Aim of the task ▸ Retype precisely the section of the data that starts at the line containing "TARGET = chimney stack" and runs to its final line, ends included.

Location annotation dataset excerpts ▸

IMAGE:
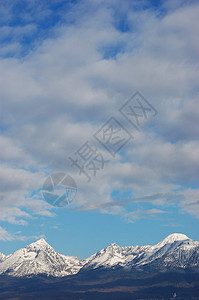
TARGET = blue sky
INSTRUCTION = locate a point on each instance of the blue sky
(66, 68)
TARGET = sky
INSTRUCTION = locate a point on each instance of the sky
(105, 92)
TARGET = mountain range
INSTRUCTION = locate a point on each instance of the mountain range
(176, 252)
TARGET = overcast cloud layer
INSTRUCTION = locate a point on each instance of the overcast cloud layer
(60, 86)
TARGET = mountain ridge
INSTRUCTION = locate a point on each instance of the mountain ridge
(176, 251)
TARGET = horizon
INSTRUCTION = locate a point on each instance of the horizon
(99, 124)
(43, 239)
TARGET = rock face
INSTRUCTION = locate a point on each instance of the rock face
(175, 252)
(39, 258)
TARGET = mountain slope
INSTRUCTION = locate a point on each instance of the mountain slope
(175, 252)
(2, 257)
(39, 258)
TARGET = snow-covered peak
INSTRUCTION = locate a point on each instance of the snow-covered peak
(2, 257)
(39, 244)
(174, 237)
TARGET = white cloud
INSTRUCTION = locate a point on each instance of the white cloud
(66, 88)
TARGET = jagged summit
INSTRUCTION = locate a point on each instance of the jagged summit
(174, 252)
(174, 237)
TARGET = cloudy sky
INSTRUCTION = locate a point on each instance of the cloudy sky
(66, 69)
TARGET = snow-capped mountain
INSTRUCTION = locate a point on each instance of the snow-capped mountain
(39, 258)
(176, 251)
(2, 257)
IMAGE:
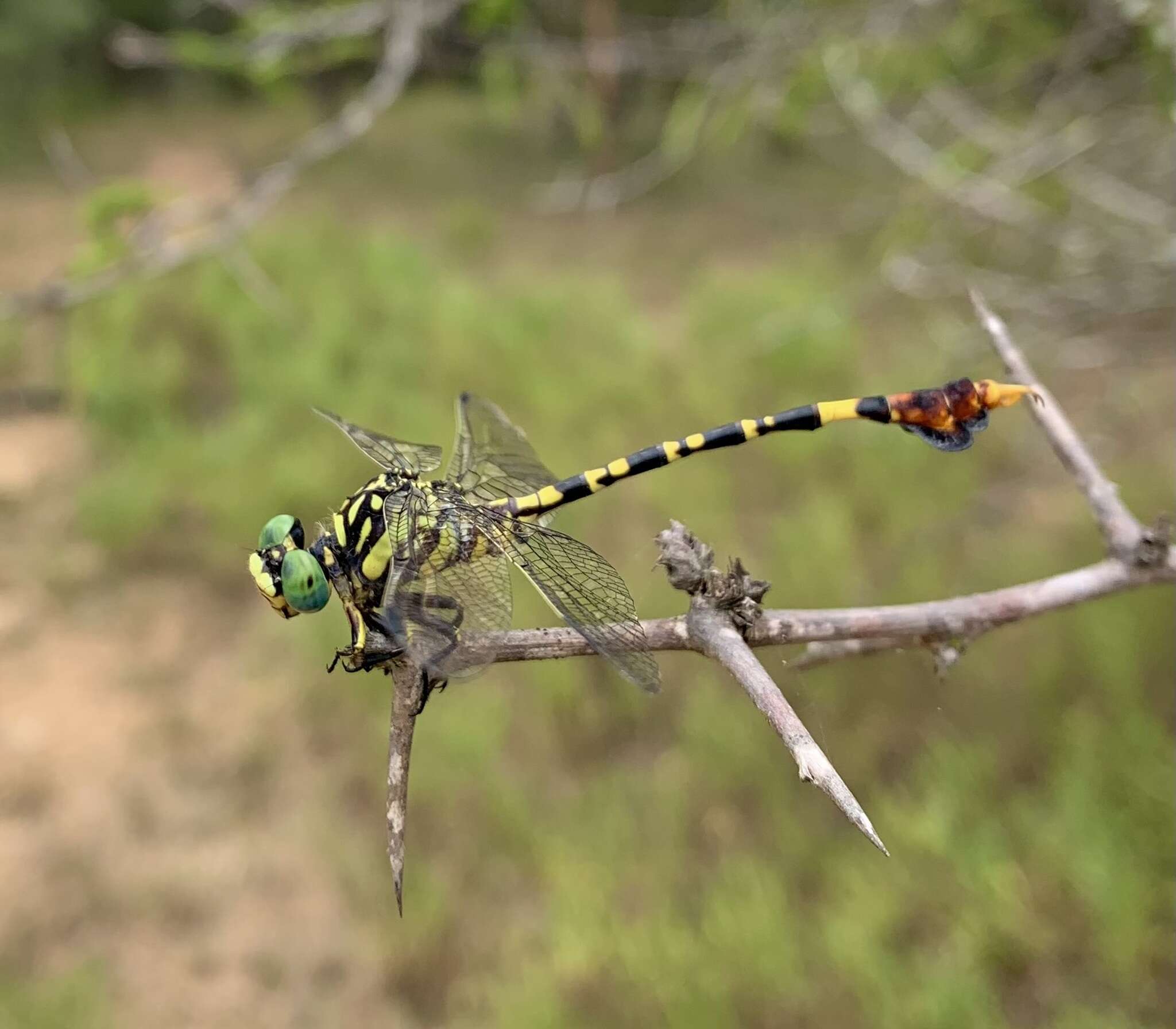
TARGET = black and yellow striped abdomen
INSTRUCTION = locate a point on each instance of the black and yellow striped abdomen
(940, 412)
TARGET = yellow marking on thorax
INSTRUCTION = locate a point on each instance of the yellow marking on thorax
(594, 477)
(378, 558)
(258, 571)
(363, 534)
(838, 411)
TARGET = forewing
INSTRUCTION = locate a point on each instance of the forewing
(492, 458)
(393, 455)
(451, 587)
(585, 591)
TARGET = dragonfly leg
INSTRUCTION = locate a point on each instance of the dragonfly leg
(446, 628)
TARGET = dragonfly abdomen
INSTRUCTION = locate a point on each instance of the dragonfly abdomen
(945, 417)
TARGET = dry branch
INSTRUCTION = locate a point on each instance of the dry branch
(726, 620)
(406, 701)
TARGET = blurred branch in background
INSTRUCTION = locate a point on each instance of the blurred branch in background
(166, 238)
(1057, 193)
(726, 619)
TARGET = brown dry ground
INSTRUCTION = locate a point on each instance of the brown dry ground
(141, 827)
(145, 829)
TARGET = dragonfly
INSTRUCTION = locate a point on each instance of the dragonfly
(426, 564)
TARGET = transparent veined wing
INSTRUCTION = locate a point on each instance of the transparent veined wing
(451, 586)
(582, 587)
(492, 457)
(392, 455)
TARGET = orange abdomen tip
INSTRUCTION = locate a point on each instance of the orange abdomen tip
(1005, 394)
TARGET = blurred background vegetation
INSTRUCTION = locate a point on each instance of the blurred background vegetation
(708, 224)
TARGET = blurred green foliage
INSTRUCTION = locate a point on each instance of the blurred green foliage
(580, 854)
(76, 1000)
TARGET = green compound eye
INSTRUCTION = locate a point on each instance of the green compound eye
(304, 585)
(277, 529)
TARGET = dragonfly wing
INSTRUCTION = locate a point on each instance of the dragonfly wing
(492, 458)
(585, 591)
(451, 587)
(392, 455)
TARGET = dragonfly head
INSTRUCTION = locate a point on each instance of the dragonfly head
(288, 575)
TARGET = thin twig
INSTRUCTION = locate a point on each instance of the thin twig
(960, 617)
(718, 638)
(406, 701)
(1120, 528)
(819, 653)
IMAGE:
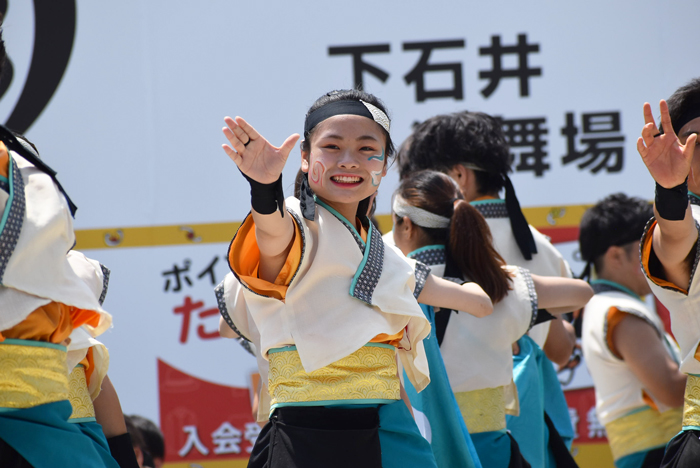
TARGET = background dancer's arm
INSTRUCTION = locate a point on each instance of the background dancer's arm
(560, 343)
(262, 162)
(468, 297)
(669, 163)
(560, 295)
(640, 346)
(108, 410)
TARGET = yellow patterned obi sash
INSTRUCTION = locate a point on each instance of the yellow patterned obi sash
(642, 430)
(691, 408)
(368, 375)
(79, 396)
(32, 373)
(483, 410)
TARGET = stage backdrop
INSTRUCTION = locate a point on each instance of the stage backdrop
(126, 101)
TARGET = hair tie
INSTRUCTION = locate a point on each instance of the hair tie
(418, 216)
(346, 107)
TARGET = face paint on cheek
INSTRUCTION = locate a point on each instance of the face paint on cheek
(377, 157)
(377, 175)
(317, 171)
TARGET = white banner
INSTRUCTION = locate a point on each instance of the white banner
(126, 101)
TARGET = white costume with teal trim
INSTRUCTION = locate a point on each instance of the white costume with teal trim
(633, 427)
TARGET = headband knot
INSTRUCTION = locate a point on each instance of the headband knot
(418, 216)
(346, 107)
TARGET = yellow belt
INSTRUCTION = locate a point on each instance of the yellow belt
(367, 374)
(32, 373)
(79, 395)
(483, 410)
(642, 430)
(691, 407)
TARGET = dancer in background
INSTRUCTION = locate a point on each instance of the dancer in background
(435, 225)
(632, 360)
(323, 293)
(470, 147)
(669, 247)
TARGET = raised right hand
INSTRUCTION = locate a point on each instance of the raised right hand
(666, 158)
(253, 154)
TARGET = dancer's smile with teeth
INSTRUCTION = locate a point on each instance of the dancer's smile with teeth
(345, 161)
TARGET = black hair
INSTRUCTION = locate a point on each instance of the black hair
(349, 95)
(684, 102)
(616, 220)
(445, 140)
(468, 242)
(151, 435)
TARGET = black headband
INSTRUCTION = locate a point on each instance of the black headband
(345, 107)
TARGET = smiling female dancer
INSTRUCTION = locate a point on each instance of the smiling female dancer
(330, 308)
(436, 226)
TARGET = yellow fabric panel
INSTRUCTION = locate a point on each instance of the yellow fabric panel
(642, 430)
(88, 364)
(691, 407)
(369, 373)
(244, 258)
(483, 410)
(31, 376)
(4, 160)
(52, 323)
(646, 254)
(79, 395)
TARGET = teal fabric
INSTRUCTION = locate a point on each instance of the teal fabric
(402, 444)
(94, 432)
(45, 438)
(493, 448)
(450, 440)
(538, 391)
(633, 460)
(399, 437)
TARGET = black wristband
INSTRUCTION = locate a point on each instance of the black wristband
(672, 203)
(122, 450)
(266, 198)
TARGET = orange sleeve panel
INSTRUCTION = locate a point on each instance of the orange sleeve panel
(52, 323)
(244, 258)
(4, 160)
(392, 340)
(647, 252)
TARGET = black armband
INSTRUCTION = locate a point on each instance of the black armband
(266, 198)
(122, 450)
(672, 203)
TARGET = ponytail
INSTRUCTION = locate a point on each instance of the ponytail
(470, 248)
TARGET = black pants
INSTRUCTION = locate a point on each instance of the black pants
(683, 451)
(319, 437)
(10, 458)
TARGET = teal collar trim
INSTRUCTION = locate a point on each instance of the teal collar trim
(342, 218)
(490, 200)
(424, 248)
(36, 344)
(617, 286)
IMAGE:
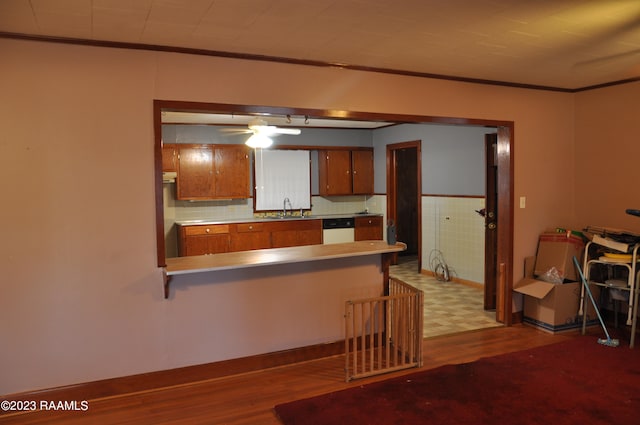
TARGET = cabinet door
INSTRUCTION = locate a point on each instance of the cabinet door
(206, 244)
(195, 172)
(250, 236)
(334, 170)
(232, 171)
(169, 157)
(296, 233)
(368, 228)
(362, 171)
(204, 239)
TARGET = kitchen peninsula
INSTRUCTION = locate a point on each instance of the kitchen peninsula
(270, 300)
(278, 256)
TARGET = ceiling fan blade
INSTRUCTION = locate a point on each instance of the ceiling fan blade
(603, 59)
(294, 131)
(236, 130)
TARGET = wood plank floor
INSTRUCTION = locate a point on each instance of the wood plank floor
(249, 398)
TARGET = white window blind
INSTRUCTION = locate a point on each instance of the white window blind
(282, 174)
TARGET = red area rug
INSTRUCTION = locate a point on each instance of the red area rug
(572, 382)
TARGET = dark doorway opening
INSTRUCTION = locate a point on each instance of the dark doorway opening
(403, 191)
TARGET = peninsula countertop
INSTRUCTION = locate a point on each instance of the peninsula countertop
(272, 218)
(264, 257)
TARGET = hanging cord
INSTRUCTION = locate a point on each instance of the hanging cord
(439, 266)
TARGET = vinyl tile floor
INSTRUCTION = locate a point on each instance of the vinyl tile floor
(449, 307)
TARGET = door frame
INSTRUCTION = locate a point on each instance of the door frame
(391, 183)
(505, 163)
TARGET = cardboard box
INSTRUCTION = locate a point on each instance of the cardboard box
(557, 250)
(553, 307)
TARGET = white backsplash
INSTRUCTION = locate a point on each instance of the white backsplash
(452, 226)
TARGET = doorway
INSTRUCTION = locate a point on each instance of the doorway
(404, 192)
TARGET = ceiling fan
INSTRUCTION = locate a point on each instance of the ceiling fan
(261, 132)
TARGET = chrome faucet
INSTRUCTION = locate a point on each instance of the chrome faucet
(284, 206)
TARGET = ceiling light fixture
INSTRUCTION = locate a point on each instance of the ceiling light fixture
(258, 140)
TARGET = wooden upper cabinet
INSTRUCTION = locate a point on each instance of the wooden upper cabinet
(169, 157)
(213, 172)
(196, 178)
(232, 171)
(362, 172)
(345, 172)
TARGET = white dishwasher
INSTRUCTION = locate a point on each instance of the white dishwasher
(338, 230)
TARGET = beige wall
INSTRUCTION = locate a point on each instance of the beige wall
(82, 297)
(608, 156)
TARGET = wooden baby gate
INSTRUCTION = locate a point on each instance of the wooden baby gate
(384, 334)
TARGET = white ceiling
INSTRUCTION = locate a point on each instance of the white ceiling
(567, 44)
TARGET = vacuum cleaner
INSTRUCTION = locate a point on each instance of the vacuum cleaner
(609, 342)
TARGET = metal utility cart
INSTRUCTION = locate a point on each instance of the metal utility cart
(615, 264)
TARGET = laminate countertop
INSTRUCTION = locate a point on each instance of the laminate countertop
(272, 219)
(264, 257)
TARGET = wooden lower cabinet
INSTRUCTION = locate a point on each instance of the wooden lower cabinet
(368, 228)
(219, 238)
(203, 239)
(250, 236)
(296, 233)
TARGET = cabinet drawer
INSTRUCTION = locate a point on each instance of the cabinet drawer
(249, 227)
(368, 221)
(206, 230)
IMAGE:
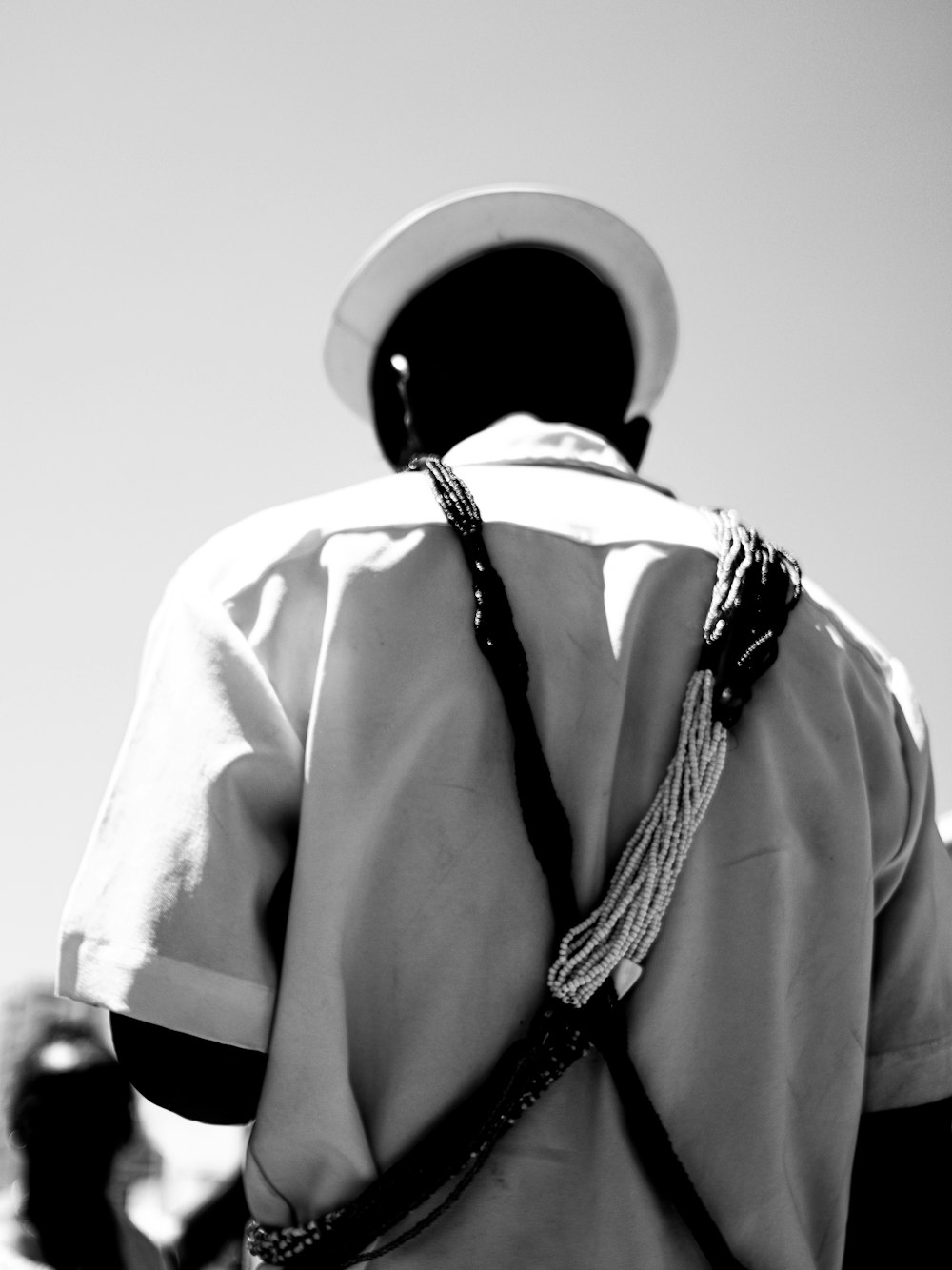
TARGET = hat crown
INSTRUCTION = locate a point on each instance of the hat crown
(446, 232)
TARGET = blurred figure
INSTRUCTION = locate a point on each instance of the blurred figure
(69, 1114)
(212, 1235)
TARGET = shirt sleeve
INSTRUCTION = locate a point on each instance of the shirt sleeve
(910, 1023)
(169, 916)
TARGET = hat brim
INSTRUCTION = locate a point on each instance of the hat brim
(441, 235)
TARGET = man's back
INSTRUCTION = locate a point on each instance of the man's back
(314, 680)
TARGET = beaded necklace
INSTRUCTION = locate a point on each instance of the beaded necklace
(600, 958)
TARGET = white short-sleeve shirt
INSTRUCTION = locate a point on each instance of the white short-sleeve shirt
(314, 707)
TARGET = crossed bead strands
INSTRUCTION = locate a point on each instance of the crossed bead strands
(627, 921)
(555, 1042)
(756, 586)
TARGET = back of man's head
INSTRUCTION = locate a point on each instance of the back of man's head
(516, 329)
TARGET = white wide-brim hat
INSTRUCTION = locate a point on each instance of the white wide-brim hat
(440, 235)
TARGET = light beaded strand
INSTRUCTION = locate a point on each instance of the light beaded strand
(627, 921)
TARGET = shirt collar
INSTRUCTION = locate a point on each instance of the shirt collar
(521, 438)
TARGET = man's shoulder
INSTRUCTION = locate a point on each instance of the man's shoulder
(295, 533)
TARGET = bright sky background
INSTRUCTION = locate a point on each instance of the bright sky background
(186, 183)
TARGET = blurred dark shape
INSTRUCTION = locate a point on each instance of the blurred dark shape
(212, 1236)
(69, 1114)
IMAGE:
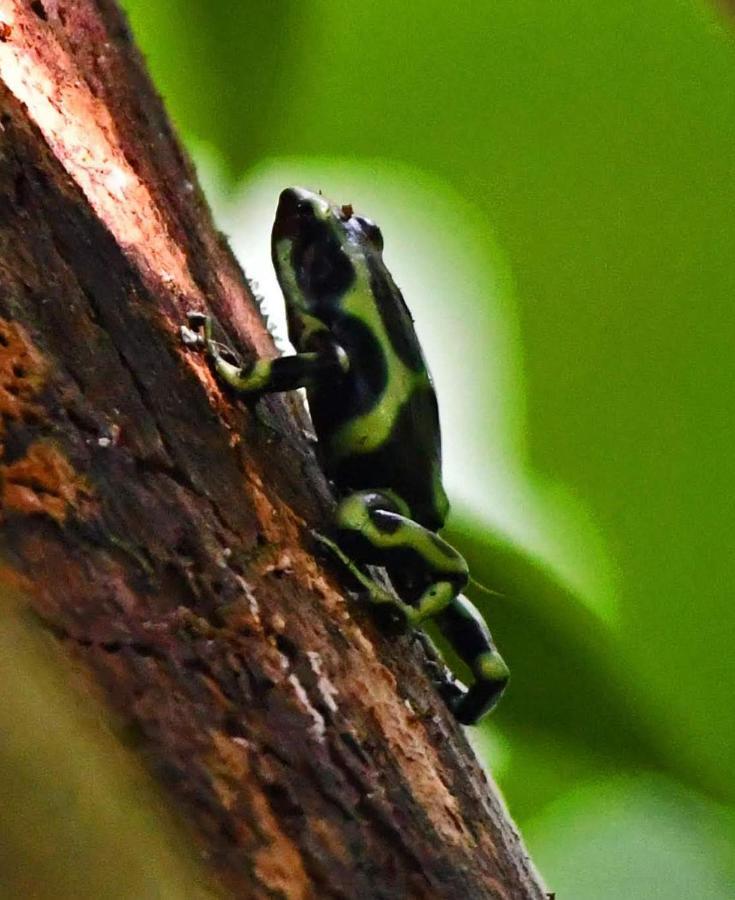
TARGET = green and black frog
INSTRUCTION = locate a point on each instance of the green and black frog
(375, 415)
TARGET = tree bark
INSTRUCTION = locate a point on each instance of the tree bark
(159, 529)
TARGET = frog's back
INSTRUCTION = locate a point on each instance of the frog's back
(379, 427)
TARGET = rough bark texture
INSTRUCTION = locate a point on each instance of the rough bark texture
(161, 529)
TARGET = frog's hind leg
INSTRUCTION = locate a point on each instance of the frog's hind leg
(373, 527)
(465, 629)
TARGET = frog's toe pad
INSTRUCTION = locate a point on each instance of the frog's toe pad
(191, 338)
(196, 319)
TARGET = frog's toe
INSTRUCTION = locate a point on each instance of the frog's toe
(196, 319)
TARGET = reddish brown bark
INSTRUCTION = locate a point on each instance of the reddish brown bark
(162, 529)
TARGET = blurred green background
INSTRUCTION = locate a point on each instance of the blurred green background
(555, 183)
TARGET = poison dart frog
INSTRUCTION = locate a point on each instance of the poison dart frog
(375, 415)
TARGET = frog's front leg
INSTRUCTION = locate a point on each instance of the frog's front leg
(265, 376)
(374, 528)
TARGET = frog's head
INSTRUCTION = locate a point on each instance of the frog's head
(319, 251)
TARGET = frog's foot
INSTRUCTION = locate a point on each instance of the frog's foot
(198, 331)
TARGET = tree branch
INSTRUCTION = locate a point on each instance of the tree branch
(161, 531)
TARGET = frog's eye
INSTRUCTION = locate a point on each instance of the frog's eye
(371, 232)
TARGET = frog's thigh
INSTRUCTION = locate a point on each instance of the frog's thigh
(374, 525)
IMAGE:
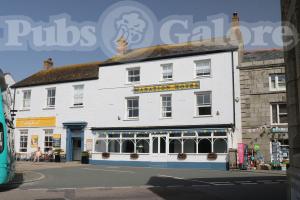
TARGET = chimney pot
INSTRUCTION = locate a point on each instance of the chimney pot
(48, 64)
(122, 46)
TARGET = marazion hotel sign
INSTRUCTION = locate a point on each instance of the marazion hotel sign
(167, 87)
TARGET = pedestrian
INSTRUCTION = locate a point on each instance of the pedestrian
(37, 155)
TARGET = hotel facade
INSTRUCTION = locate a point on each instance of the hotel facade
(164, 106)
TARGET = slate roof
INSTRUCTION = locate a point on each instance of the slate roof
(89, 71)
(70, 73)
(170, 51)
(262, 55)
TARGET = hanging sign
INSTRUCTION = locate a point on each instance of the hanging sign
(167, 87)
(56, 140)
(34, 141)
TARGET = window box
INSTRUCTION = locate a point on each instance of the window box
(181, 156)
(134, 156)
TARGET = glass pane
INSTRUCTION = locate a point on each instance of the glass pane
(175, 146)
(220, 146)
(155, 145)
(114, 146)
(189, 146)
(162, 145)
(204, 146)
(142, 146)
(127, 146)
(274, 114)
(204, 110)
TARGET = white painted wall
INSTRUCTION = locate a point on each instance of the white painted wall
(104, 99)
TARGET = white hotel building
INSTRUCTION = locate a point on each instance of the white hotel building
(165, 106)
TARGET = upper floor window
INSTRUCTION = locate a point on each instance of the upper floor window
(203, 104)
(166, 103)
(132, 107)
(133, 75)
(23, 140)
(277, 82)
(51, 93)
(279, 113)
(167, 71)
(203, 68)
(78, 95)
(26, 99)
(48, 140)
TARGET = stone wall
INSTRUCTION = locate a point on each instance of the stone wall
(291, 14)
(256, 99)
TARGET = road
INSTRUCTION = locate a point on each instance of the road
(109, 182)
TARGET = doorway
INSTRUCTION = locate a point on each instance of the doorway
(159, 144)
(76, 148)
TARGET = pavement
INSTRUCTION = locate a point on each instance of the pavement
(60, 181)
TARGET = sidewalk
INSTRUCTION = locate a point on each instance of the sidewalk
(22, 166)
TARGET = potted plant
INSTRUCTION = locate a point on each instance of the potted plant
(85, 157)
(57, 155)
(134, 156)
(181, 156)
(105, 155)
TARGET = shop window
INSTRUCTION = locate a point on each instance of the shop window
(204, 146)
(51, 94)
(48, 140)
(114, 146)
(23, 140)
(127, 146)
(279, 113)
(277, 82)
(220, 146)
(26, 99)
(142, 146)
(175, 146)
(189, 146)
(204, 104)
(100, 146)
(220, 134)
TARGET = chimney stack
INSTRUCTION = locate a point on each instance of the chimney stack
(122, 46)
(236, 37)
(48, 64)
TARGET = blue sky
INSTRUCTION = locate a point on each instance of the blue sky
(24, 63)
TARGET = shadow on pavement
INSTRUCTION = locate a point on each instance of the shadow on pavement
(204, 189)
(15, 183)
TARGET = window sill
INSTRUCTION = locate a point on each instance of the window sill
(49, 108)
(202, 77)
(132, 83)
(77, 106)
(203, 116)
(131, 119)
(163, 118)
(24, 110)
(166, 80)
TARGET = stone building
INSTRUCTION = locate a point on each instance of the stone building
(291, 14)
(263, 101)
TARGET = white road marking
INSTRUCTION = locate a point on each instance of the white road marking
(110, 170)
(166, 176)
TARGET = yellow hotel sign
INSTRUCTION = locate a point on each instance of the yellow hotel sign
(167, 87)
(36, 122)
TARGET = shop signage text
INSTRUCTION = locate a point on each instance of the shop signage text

Answer ▸
TARGET = chimney stack
INSTRUCTION = locate a point on each instance of the chimney stack
(122, 46)
(236, 37)
(48, 64)
TARGET = blue sky
INSTRUCTION = locate a point on each instance of the blue sky
(24, 63)
TARGET = shadow on pavement
INSTRUCTION = locate a point on each instance of the shadow on pavement
(204, 189)
(15, 183)
TARGET = window sill
INSTRUCTION = locate a point on each instance of the window sill
(49, 108)
(202, 77)
(132, 83)
(77, 106)
(203, 116)
(131, 119)
(163, 118)
(24, 110)
(166, 80)
TARGET = stone building
INSTRUCTION = locate a point on each instance of the stone building
(291, 14)
(263, 101)
TARGET = white road marking
INSTRUCTION = locate a point on each instance of the white road marking
(110, 170)
(166, 176)
TARGET = yellow hotel sign
INSTRUCTION = locate a point on each instance of the yellow hotel sign
(167, 87)
(36, 122)
TARGET = shop signage text
INSTRUCTION = locate a point on each instance of the shop signage text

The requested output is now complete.